* Begin *
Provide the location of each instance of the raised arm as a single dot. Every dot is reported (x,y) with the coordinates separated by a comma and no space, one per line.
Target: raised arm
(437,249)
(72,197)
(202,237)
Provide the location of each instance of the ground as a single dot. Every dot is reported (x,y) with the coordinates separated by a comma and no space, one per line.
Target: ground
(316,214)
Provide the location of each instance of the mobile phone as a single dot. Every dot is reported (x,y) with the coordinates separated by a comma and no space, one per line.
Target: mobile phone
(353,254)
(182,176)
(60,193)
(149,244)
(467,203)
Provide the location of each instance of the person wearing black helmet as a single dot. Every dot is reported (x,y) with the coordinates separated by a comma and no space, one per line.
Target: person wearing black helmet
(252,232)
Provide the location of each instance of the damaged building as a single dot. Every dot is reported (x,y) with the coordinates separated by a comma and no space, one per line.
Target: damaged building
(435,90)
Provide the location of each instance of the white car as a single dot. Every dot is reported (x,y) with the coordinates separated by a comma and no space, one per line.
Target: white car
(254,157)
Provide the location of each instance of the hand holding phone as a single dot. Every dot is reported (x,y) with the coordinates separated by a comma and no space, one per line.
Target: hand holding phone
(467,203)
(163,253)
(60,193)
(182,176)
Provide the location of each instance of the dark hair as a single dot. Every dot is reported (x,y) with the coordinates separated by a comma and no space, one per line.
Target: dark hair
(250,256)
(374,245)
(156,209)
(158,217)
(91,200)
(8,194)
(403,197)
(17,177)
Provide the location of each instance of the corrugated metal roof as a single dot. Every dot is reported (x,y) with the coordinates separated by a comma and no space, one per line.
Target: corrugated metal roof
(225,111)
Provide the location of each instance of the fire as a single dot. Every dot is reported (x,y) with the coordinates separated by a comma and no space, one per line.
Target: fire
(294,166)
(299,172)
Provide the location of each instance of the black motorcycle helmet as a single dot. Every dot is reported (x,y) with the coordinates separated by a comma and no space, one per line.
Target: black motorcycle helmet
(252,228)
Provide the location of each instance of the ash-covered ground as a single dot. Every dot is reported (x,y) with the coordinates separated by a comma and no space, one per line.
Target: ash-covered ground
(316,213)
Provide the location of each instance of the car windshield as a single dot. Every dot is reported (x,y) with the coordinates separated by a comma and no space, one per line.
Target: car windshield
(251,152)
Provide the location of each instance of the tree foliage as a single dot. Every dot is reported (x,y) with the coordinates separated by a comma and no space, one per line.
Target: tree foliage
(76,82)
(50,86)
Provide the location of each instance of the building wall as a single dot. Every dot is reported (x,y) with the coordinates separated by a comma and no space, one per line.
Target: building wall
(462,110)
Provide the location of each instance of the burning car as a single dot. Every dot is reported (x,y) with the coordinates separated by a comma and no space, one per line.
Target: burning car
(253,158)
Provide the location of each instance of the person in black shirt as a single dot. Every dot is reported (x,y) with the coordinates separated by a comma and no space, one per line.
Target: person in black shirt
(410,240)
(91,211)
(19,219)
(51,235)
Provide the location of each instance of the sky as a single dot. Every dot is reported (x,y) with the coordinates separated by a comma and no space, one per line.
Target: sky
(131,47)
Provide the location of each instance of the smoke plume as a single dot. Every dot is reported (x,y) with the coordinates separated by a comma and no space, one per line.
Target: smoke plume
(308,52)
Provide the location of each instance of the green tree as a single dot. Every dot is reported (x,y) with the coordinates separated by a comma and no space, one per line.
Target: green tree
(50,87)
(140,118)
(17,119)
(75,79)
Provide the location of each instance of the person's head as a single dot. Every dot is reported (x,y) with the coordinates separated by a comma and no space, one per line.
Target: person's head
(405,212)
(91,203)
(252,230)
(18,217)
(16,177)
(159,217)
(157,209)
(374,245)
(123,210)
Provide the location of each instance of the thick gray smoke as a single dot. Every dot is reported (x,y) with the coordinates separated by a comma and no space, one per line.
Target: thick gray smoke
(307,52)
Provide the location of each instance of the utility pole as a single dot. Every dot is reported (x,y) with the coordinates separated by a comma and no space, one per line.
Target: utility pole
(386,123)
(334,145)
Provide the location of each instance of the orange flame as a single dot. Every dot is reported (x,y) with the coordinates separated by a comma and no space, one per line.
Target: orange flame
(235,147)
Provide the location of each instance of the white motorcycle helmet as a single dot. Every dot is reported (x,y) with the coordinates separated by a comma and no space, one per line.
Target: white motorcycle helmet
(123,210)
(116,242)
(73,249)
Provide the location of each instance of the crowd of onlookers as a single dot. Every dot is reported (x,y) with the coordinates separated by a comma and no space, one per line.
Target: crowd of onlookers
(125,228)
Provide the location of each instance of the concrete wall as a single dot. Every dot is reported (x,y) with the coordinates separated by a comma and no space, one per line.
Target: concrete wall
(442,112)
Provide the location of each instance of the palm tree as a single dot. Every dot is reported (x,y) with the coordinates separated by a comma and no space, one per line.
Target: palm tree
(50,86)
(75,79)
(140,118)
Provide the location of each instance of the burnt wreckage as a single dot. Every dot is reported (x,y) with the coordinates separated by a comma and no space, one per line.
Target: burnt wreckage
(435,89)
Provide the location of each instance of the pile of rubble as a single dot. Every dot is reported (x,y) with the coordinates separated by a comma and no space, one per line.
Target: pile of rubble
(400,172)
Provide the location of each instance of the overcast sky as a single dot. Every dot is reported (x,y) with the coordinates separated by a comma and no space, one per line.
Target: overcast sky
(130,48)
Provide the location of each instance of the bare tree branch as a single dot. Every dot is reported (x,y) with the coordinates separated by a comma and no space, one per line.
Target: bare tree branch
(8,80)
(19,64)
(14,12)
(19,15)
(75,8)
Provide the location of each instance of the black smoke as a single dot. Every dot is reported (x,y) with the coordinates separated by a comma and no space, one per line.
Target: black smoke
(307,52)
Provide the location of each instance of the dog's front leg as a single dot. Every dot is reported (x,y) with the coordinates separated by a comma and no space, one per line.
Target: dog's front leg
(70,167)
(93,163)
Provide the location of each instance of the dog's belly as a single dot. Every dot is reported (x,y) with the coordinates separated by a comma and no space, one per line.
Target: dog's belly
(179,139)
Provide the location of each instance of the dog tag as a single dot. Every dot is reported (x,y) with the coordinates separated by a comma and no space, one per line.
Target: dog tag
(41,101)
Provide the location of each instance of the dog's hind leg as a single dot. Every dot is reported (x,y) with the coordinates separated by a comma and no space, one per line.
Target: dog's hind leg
* End *
Output exactly the lines above, from the one holding "Provide the location of each instance of the dog's belly" through the end of the data, including the first and last.

Provide the location of each instance of the dog's belly as a single dot. Every dot is reported (x,y) with the coordinates separated by a comma and no space, one per line.
Target: dog's belly
(179,139)
Provide the location of each instance of the dog tag as a single dot. Every dot is reported (x,y) with the coordinates separated by a comma and no space, one per line.
Target: dog tag
(41,101)
Provide the location of each instance of the dog's hind leg as a single dot. Every dot is reported (x,y) with the coordinates separated by a comma and no space, one per line.
Target: dog's hind leg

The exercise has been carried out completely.